**Activity:** Copy the entries word for word. Keep the pictures out.

**Exercise materials:**
=== Section Start ===
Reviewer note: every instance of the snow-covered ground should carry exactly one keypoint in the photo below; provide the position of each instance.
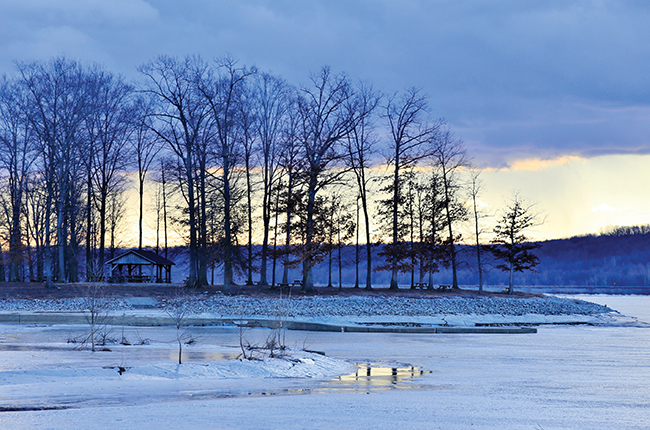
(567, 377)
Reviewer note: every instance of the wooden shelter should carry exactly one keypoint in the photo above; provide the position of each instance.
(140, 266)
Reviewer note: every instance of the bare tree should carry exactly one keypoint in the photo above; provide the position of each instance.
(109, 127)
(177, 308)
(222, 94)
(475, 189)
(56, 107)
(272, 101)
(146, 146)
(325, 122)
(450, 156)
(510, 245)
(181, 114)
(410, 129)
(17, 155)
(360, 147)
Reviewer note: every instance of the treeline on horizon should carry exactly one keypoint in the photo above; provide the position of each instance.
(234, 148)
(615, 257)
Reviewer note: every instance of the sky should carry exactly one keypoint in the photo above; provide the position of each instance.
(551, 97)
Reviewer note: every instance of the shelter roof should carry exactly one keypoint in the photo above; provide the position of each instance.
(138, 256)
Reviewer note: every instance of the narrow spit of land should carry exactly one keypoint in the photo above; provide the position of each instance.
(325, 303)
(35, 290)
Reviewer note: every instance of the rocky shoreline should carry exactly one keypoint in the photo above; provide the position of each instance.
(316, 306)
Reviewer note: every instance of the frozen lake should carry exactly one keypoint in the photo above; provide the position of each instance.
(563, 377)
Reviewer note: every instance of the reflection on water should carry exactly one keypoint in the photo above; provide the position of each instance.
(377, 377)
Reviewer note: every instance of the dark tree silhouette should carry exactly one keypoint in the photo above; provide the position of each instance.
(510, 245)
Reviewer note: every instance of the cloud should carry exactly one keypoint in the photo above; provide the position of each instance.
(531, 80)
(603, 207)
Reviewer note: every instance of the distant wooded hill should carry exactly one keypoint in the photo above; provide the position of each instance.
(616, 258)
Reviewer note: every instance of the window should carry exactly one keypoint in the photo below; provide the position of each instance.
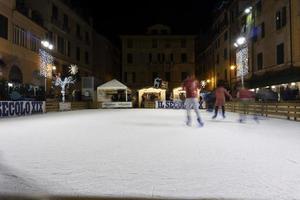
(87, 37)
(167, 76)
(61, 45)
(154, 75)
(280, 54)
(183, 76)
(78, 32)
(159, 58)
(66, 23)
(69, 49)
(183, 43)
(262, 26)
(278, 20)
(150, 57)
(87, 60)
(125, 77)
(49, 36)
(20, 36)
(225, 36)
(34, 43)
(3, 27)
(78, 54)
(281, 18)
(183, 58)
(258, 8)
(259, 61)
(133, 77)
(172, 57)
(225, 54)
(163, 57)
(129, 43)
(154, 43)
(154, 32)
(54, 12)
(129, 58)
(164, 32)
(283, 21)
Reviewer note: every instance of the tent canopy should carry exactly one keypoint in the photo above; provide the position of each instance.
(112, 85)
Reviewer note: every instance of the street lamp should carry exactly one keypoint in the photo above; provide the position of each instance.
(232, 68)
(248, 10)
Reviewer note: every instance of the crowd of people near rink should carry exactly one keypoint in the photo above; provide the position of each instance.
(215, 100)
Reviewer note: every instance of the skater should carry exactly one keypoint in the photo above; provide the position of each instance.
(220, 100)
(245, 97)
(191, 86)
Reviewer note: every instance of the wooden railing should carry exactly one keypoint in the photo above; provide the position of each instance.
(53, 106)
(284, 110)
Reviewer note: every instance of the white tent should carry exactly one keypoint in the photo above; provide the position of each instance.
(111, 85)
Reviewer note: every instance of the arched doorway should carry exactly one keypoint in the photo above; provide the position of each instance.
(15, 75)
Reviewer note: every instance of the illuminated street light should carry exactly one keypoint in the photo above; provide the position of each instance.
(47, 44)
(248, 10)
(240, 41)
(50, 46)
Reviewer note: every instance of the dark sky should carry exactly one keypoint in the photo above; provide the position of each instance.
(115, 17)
=== Section End ===
**Your solution:**
Reviewer note: every instance of the snow-covered ground should carry exactly one keypoint in the photo below; provide the position of each instance.
(567, 377)
Reviewer note: every instance of the wooden shelter should carry exactly one keypoint in the photo above; provide the position of each instance.
(140, 266)
Reviewer note: every instance of the bare tree should carry exactly one keypoint in the photo above; provide the position of each instance.
(109, 127)
(177, 308)
(222, 94)
(475, 189)
(56, 107)
(272, 101)
(146, 146)
(325, 122)
(450, 156)
(510, 245)
(181, 114)
(410, 129)
(17, 155)
(360, 147)
Reviewer note: every instance of the treeline on horizon should carry exactly one keypoint in the photo above; provide the position of each instance.
(234, 148)
(615, 257)
Reviewer note: every instance of the sky should carry exactly one keypoint in the photo above; provide the position of each instance.
(551, 97)
Reviewer note: every instance of the shelter roof should carry exactly one keypoint in the photo above; provide the position of each instance.
(138, 256)
Reviewer note: every instance of the narrow spit of land should carry exactly one keypoint in the photo above; provide the position of each instance.
(325, 303)
(35, 290)
Reviewer note: every instance of the rocky shoreline should carry exactly one keypoint in the photo above; provide the position of each instance.
(316, 306)
Reviewer note: every instance of the frozen lake should carry exactly one keypoint in the photo above; provide the position of each instance.
(563, 377)
Reviewer note: every instance of the reflection on water should carry exactly one keypoint in the photo above; provide the position of each instance.
(377, 377)
Reviewer note: every instance of the dark tree silhouette should carry exactly one keypoint in the photo above; provide the position of each instance.
(510, 245)
Reviewer note: every instance of the cloud should carry exactly one keypoint in the photo above; provide the position of each instance.
(531, 80)
(603, 207)
Reviewer note: every instance of the distant wooded hill should carry exactly one keypoint in the photo above; provide the position of each instance.
(616, 258)
Reviewer note: every instance of the window should carry exactly one keypoint in the photo below; provide the position of each instance.
(87, 37)
(167, 76)
(61, 45)
(154, 75)
(280, 54)
(183, 76)
(78, 32)
(159, 58)
(66, 23)
(69, 49)
(183, 43)
(262, 26)
(278, 20)
(150, 57)
(87, 60)
(125, 77)
(49, 36)
(20, 36)
(225, 36)
(34, 43)
(3, 27)
(78, 54)
(281, 18)
(183, 58)
(258, 8)
(259, 61)
(133, 77)
(172, 57)
(225, 54)
(163, 57)
(129, 43)
(154, 43)
(154, 32)
(54, 12)
(129, 58)
(164, 32)
(283, 21)
Reviewer note: every instance of the tent canopy should carry exactly one keypoint in the photo above; provide the position of each instance.
(112, 85)
Reviewer note: every instance of the street lamp should carry exactly one keypoint in the photo above; provide the position of each instance.
(232, 68)
(248, 10)
Reviewer note: every instance of the crowd of people near rink should carry exactly one keypoint in the photo above; provide the position of each instance.
(215, 100)
Reviewer note: every instance of the skater should carry exactly one keypoint in the photo above; provide the position of each instance.
(220, 100)
(245, 97)
(191, 86)
Reviewer note: every instance of the wooden railing should carry exactly one keypoint in the photo above; provide the position of each instance.
(53, 106)
(284, 110)
Reviewer note: every instance of the white tent should carry exactly one keypoint in the photo above; provide the position of each instance.
(111, 85)
Reviewer note: every instance of the arched doorway should carry exactly one keypoint in the photo above; provide the position of each instance.
(15, 75)
Reviewer note: every instance of the illuminated street light should carry exactly one keypoint in the photo above; provide the position of each instance.
(47, 44)
(248, 10)
(240, 41)
(50, 46)
Reviewer note: every instance of the dark sky should carry exactly one keypoint in the photo above; provide the position of each instance.
(115, 17)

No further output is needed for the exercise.